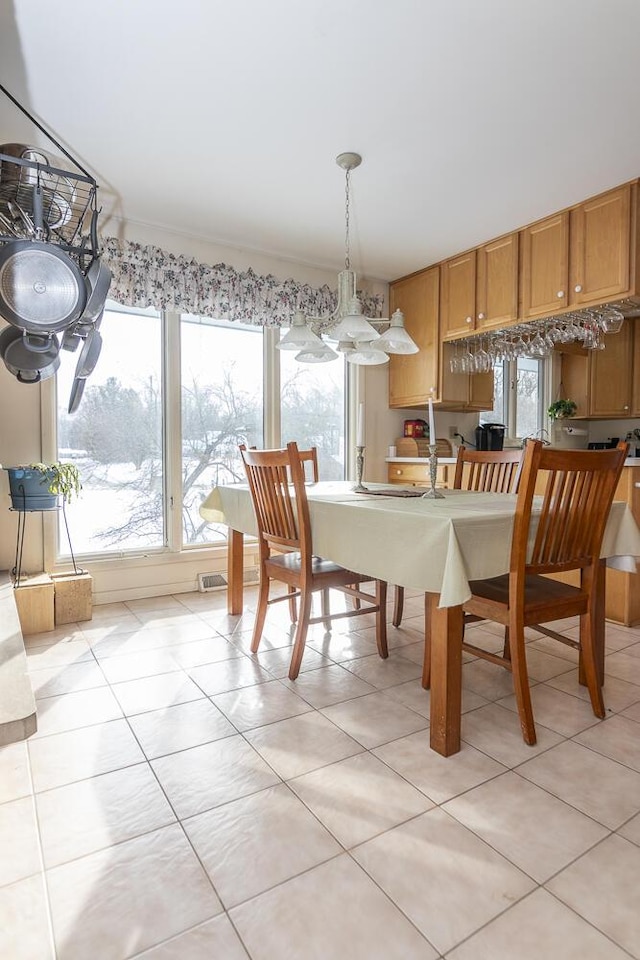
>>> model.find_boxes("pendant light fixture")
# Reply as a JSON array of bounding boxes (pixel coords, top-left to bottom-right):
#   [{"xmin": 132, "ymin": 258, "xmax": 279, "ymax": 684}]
[{"xmin": 276, "ymin": 152, "xmax": 419, "ymax": 364}]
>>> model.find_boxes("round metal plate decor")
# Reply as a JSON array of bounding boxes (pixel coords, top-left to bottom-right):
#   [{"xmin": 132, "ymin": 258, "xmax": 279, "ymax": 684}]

# Task details
State the count of lines in the data holding the word "model", adding nothing to it.

# Result of this exercise
2